### DATA FOR THE TASK ###
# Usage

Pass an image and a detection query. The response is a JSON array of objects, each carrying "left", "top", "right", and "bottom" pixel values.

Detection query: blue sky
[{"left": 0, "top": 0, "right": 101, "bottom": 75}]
###
### DATA FOR THE TASK ###
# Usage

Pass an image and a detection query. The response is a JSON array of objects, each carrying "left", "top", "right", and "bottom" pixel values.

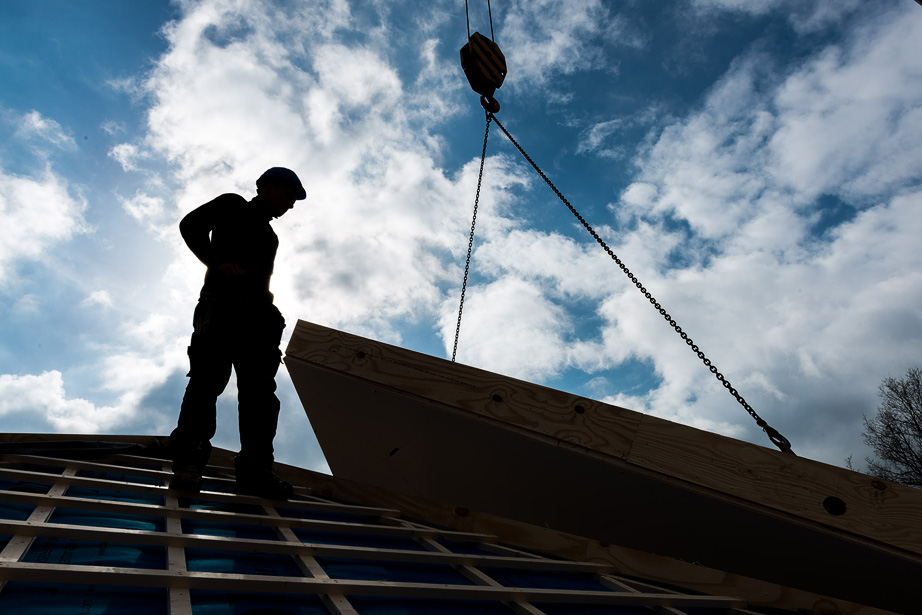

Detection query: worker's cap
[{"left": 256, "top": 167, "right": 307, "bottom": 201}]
###
(EXERCISE OBJECTIVE)
Pull out every line of the listing that contains the string "left", matching case exactly.

(TASK OUTPUT)
Pass an image and a detection query. The response is a JSON array of objects, each carrying "left", "top", "right", and "bottom" pixel values.
[{"left": 0, "top": 0, "right": 101, "bottom": 75}]
Pass an image and a detection query. The response is a JSON array of objects, each carrying "left", "top", "right", and "bottom" pixel values.
[{"left": 256, "top": 167, "right": 307, "bottom": 201}]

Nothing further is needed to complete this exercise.